- **Supplied passage**:
=======

In some embodiments, a variety of problems including disk
controller failures and system level software errors appear as loss
of communications between a TSP and the database. Loss of database
access mandates a TSP failover.
Further, to the extent that system level resources can be
identified and quantified, the system can monitor resource
availability and declare faults upon resource shortages. In
addition, to the extent that program exceptions can be identified
and "caugh", the system can recover and declare a software fault.
Audit procedures may also be defined to examine various system
characteristics and declare faults when acceptable limits are
exceeded and the problem can not be corrected.
In some cases, for example, in cases of non-responsiveness or
unacceptable performance, one processor may declare that another
has failed. In one model, referred to an "bee watcher" approach,
one processor can monitor another and declare the failure of the
monitored processor if it fails to respond to a query, or fails to
meet a pre-arranged schedule commitment. In another model, referred
to as "breach of service contract" model, a client processor may
declare that a server processor has failed when it no longer
receives acceptable service (the server may be non-responsive or
may respond too slowly). Upon failover, the designated standby or
alternate processor must assume the failed processor's role. That
is, it must load the applicable context information from the
persistent store, prepare to continue viable calls, call services,
and call features, or terminate unviable calls, call features, and
call services. Loading contexts is necessary because there may be
recoverable contexts in states that require termination and for
which no external events may be expected.
The process of recovering contexts is preferably governed by a
policy that recovers the most useful contexts first, and
prioritizes response to external events, representing immediate
service need, over recovery. The policy should also prevent a load
spike that would degrade the processor's performance (recovery
process should spread processor demand over time to prevent the
recovery process from degrading system response to external
events). The system has also the ability to recover a context from
the persistent store upon an external event. The failover and
recovery procedure also ensure that the failed processor does not
inhibit service as it is restored to service.

=======

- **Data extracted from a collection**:
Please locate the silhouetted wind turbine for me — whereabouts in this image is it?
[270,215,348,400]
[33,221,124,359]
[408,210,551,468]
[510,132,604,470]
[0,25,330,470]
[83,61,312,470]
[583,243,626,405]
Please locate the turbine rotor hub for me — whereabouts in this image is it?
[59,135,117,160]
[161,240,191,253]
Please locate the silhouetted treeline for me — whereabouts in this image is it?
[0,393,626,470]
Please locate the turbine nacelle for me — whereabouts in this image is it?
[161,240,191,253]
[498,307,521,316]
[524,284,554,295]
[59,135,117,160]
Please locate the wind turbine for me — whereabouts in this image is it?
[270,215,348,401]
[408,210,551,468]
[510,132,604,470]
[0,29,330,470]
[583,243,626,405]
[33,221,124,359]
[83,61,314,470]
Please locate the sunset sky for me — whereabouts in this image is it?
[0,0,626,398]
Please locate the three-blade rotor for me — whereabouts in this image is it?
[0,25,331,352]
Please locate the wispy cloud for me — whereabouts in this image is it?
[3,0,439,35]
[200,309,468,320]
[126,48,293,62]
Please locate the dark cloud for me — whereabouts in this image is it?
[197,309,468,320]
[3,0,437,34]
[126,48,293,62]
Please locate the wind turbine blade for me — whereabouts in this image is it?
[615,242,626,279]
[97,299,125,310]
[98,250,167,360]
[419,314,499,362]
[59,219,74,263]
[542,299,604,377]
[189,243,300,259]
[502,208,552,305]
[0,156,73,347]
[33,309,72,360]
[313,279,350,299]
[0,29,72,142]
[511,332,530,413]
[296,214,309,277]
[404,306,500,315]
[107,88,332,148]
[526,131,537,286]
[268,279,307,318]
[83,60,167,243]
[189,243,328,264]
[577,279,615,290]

=======

- **Written problem 1**: In the passage on processor failover, what does loss of database access mandate?
- **Written problem 2**: Express the stretch of the records from the line that contains "Please locate the wind turbine blade" through the line that contains "[189,243,328,264]" as a numbered list, leaving out any blank lines.
The records bear no relation to the text.

- **Output 1**: Loss of database access mandates a TSP failover.

- **Output 2**:
1. Please locate the wind turbine blade for me — whereabouts in this image is it?
2. [615,242,626,279]
3. [97,299,125,310]
4. [98,250,167,360]
5. [419,314,499,362]
6. [59,219,74,263]
7. [542,299,604,377]
8. [189,243,300,259]
9. [502,208,552,305]
10. [0,156,73,347]
11. [33,309,72,360]
12. [313,279,350,299]
13. [0,29,72,142]
14. [511,332,530,413]
15. [296,214,309,277]
16. [404,306,500,315]
17. [107,88,332,148]
18. [526,131,537,286]
19. [268,279,307,318]
20. [83,60,167,243]
21. [189,243,328,264]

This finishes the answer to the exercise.